(Record list):
--- START ---
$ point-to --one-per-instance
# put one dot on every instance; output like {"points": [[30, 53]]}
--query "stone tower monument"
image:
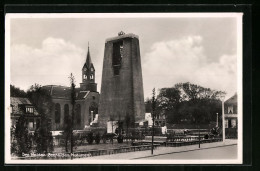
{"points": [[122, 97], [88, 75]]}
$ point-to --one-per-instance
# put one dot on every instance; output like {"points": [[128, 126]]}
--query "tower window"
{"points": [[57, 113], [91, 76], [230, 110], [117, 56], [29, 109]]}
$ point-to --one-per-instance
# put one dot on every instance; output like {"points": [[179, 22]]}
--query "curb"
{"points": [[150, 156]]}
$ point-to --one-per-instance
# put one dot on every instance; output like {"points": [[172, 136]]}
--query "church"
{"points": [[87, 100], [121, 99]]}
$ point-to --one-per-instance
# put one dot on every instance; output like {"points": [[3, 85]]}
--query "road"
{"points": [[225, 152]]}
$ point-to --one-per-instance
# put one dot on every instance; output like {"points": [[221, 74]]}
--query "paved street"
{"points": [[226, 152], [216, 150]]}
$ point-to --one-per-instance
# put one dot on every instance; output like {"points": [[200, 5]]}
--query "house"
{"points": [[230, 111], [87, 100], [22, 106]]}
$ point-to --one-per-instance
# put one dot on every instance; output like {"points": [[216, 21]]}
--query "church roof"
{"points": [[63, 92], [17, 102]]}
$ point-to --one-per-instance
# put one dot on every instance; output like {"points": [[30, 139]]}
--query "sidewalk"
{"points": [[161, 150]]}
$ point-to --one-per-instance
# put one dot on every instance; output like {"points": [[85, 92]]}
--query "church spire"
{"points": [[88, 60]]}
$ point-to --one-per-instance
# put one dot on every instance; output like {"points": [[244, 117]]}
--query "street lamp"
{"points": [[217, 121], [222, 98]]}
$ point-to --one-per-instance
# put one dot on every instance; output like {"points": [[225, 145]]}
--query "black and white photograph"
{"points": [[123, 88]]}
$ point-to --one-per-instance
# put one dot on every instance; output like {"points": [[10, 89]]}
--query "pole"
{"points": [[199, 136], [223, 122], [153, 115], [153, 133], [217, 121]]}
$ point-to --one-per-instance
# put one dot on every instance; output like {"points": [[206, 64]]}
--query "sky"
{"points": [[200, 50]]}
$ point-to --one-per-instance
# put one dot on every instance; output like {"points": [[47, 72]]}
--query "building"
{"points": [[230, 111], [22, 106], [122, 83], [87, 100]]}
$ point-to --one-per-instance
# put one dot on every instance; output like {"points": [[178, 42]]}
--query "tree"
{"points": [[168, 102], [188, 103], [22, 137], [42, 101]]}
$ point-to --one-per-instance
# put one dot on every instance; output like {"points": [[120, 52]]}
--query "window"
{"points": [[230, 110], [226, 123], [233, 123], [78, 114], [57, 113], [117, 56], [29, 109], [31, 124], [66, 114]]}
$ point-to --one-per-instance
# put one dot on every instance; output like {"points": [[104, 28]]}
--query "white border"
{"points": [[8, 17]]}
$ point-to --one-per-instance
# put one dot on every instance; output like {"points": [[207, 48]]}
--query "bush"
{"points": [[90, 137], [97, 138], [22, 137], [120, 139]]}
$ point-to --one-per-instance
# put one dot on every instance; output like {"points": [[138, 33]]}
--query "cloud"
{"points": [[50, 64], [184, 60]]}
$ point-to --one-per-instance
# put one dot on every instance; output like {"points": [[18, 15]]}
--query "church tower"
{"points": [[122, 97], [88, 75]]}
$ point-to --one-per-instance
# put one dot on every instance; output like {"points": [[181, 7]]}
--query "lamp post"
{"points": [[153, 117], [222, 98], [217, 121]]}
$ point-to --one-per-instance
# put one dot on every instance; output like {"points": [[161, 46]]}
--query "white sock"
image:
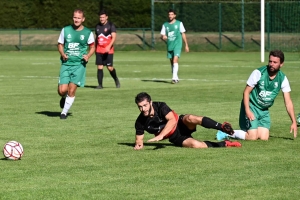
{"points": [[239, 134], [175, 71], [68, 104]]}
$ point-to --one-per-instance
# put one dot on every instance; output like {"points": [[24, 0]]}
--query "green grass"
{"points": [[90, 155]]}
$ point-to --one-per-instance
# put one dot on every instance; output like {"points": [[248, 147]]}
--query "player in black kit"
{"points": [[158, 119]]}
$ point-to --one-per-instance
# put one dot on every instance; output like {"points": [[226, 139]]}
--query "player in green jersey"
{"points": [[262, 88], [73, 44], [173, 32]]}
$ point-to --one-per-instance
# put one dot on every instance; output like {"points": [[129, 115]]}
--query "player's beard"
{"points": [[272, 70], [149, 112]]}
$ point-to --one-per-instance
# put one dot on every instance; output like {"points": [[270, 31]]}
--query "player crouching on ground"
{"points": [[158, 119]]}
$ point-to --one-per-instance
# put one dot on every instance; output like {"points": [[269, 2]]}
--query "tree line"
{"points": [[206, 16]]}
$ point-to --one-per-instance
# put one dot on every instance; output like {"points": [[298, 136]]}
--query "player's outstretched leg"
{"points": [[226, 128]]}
--- END ---
--- START ---
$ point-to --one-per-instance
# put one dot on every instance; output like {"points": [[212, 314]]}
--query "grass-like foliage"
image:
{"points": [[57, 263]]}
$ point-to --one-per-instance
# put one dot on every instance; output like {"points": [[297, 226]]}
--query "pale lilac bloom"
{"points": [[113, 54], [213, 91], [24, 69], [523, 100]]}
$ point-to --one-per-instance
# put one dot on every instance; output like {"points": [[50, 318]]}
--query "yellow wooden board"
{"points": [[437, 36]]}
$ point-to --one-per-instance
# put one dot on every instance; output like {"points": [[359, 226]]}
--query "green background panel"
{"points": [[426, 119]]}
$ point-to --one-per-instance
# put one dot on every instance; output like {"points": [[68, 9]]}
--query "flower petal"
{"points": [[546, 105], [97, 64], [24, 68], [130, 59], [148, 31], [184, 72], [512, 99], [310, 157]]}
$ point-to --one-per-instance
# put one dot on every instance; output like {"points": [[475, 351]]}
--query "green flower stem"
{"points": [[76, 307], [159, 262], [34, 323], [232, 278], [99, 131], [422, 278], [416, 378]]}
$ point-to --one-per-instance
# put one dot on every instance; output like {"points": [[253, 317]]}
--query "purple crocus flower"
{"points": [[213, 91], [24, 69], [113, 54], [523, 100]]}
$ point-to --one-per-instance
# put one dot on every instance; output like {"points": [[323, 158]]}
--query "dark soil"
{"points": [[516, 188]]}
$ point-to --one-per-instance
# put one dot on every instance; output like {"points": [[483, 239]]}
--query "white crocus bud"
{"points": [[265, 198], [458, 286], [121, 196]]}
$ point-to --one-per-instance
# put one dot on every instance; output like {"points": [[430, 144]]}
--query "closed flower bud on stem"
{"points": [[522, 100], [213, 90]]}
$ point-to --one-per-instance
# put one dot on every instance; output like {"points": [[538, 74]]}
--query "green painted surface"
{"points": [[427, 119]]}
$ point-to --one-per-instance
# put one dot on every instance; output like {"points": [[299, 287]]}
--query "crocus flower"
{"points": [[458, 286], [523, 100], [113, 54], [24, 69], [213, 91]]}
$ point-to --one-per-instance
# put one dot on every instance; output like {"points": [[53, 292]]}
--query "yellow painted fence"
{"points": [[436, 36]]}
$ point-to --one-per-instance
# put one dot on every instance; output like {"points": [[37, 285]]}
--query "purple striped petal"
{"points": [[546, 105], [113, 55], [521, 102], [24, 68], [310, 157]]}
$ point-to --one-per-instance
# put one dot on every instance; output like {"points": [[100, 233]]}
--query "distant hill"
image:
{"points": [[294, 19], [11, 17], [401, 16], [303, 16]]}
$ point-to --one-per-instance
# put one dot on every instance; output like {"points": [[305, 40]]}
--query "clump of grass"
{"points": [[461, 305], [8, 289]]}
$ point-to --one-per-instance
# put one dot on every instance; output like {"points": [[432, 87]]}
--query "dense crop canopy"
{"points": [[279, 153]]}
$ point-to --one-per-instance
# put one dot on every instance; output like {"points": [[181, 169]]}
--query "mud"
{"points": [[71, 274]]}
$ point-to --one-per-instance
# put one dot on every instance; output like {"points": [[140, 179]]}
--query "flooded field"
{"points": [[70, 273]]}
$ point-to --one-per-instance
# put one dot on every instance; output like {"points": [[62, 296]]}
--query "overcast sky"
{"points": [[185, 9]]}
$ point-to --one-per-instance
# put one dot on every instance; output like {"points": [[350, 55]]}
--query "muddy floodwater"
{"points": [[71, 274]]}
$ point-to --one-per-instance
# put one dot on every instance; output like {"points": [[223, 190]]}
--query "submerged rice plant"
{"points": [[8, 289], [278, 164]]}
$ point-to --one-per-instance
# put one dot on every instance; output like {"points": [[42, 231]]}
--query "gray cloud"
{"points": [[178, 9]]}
--- END ---
(What you need to do): From the entries above, copy out every line that contains the string "green".

(Expected answer):
--query "green grass"
--query "player in green jersey"
--query "green background panel"
--query "green flower stem"
--query "green painted surface"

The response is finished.